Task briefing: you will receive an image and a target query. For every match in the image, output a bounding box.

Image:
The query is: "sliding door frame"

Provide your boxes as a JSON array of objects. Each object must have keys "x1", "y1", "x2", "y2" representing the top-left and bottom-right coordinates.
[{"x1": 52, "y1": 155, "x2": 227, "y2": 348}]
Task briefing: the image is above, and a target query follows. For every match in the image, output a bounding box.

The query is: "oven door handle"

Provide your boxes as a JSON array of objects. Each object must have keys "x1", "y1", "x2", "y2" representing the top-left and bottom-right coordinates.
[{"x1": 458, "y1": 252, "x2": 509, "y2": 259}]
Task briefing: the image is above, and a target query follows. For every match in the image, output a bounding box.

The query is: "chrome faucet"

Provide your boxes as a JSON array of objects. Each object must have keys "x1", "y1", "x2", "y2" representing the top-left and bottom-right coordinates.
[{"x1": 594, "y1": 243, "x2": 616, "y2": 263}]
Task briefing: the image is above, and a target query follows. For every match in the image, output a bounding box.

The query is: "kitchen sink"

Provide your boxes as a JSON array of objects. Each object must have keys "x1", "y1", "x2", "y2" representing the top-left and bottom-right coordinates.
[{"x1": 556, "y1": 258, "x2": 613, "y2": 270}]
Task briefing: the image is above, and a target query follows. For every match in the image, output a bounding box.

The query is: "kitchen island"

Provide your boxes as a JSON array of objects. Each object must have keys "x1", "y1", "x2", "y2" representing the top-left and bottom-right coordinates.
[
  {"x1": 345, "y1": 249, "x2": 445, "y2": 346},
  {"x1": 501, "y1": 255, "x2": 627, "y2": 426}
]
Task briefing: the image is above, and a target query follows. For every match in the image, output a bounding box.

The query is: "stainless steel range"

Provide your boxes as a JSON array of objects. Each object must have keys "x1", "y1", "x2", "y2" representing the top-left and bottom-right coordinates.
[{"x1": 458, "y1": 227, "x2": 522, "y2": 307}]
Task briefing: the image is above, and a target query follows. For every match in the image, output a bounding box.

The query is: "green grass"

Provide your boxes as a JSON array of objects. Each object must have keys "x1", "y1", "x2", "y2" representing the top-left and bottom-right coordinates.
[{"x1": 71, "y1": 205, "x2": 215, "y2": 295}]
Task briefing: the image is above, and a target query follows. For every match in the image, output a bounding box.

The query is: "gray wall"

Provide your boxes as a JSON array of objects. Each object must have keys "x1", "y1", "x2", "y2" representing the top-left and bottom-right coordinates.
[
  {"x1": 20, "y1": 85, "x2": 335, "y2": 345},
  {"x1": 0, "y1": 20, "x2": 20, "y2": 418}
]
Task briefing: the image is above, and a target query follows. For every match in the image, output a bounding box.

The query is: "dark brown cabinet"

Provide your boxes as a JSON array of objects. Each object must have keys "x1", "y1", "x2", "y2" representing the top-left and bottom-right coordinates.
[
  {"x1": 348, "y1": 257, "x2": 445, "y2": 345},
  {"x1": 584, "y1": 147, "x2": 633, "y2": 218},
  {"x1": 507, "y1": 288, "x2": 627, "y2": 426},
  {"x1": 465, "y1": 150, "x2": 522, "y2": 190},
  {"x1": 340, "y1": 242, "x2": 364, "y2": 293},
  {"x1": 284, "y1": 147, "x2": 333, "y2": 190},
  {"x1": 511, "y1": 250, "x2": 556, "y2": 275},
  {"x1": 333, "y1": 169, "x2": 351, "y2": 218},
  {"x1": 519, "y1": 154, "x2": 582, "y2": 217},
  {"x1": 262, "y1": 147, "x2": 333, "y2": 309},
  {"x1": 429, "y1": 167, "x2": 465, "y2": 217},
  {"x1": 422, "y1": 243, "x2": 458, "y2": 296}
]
*-*-*
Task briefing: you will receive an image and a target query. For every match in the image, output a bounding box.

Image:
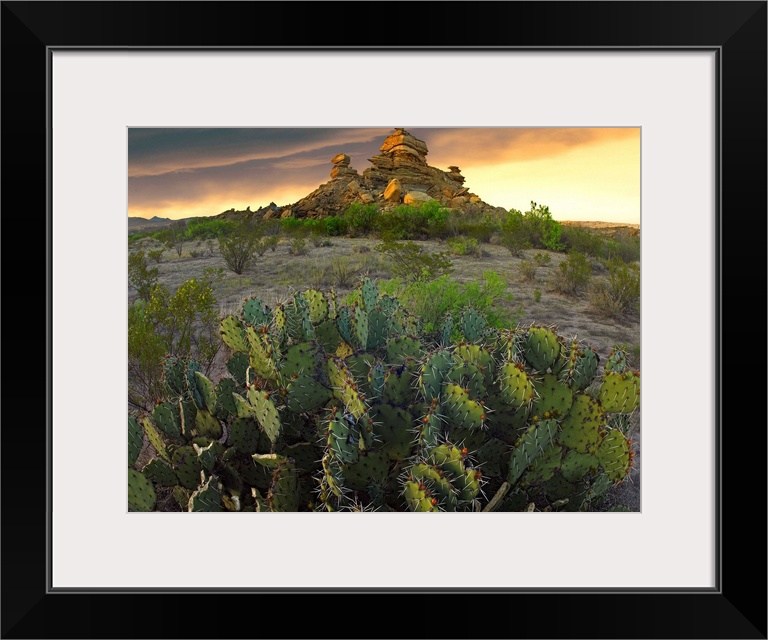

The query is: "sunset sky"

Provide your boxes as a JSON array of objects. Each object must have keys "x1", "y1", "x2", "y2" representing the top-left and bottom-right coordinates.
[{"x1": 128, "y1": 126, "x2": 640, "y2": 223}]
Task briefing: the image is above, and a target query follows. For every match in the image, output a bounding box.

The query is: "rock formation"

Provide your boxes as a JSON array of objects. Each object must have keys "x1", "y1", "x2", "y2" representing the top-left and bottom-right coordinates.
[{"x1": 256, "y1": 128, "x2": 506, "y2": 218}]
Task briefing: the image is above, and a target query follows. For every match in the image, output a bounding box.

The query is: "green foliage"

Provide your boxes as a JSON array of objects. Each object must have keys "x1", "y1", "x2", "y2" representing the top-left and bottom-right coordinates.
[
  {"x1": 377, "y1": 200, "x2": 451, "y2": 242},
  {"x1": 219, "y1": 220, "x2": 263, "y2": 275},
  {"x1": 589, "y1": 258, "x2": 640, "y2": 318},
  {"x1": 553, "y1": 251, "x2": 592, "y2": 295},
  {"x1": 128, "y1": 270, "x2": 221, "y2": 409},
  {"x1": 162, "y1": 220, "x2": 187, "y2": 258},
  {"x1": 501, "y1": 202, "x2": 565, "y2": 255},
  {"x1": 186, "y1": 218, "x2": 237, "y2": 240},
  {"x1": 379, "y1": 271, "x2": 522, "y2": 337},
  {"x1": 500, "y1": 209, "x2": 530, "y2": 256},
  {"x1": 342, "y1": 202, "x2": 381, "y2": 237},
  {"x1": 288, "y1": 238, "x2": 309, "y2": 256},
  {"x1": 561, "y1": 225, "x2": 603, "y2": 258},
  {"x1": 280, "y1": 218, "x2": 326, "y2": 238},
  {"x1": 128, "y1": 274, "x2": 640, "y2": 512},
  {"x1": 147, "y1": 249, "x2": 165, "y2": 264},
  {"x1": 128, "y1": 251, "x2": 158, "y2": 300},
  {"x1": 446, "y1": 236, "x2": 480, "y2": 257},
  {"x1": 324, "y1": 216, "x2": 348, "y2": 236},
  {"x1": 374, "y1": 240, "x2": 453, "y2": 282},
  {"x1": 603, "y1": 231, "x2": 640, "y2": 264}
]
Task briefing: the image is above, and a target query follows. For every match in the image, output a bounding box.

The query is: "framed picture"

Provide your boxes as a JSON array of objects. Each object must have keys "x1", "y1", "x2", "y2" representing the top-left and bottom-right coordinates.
*-*-*
> Exercise details
Copy every line of the data above that contains the word "door".

> Solution
The query is: "sliding door frame"
The query is: "oven door handle"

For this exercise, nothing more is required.